The lines from the start of the records through the one containing "Q: For every instance of the finial" are to be restated word for word; please include both ends.

*** Records for processing ***

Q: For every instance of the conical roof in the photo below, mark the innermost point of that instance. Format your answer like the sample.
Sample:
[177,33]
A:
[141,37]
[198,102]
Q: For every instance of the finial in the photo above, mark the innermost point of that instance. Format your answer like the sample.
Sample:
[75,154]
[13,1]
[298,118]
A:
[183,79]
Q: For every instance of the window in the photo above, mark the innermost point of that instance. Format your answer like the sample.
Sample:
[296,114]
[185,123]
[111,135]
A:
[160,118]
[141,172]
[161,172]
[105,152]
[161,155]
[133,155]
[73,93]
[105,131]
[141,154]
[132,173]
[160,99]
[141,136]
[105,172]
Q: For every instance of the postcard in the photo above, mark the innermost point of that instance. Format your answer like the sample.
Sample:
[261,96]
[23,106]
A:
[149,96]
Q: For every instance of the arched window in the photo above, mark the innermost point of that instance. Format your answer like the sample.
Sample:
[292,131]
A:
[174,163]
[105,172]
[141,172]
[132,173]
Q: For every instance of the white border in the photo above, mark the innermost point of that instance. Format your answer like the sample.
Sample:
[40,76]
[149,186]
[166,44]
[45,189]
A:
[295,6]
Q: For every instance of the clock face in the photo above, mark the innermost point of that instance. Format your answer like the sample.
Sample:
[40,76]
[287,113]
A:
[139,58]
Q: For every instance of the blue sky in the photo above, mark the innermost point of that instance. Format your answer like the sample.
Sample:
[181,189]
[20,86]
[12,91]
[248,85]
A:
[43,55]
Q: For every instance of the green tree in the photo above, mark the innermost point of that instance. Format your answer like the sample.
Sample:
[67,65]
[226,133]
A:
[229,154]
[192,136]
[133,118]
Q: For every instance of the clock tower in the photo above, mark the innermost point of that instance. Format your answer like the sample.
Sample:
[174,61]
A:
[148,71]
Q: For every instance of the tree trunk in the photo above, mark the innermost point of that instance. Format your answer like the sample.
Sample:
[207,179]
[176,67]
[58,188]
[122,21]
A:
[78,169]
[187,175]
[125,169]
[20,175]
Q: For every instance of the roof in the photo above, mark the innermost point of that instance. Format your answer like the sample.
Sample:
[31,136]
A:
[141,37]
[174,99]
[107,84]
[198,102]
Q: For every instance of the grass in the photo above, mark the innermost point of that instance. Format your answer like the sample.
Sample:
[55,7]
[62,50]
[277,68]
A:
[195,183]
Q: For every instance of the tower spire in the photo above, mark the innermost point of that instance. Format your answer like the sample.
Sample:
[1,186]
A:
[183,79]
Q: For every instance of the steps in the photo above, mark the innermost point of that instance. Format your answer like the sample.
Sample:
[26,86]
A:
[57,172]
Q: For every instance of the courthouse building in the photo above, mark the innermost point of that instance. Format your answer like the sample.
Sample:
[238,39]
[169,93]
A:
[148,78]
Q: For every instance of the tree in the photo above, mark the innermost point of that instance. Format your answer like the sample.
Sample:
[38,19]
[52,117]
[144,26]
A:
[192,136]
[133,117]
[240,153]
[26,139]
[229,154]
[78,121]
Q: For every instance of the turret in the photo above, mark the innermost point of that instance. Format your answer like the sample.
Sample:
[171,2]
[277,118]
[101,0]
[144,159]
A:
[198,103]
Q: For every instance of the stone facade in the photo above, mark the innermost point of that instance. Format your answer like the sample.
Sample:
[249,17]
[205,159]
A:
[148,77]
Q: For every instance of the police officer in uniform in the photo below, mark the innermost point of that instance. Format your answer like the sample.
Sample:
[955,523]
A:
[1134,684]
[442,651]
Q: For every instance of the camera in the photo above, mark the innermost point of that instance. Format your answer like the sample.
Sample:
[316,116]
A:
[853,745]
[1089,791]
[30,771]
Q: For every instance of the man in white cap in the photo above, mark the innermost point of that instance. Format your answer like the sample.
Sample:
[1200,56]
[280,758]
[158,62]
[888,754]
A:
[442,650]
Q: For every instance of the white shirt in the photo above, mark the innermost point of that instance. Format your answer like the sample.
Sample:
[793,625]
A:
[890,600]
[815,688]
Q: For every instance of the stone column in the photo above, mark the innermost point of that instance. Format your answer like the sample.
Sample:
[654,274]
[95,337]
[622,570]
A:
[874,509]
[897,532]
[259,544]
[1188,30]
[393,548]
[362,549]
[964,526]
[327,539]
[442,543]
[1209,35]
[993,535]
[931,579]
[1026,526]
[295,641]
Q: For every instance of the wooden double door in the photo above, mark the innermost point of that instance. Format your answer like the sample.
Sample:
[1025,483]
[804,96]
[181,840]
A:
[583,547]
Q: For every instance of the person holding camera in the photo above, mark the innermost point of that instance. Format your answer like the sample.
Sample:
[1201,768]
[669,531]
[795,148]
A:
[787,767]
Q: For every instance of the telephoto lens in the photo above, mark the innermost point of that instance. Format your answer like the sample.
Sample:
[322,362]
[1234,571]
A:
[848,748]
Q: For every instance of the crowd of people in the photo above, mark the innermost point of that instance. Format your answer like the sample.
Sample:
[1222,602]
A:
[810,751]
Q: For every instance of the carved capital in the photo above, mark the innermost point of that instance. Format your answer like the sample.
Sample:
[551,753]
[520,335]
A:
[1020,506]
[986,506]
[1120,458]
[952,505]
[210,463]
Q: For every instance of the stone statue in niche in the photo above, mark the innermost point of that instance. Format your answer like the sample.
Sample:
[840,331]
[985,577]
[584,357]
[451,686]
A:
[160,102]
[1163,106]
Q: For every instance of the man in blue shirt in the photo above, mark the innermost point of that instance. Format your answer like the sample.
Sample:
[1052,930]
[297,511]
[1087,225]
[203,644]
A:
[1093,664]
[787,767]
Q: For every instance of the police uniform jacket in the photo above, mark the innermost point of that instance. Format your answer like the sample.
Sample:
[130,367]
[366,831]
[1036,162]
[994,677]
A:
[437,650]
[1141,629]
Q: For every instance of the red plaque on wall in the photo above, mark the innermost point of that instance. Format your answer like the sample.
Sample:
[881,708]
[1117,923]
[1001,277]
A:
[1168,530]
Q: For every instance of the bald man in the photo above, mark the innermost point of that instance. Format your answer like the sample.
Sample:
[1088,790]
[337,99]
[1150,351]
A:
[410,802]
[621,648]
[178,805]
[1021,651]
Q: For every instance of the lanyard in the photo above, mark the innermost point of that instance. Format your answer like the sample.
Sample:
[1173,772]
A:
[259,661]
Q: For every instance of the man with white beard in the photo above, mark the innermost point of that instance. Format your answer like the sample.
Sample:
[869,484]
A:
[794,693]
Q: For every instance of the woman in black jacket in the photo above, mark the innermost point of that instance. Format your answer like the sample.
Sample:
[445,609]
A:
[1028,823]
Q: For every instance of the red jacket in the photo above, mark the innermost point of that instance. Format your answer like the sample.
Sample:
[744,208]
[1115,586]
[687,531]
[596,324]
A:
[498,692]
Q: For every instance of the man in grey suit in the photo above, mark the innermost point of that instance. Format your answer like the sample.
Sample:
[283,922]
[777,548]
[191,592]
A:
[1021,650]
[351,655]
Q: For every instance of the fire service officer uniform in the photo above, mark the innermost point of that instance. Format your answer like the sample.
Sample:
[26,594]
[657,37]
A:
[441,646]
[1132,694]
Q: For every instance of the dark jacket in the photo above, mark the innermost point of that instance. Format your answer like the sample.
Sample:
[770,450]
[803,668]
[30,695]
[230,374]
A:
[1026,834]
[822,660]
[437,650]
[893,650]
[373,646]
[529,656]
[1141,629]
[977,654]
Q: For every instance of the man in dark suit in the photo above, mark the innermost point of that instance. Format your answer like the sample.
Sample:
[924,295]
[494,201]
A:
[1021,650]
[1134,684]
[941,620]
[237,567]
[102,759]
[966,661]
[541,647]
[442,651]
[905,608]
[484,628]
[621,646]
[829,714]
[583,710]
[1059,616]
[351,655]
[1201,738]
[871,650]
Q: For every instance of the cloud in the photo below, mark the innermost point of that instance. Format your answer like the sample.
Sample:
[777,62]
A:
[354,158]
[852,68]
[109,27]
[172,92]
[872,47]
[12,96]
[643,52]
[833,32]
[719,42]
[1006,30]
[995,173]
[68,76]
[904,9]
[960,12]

***

Reply -
Q: For every instance of the conical roof in the photo below, mark the innermost point of that instance. Format your answer like the sample.
Sample:
[177,33]
A:
[141,37]
[198,102]
Q: For every instance of the finial in the photo above, mark the innermost point of that instance. Format your answer like the sample.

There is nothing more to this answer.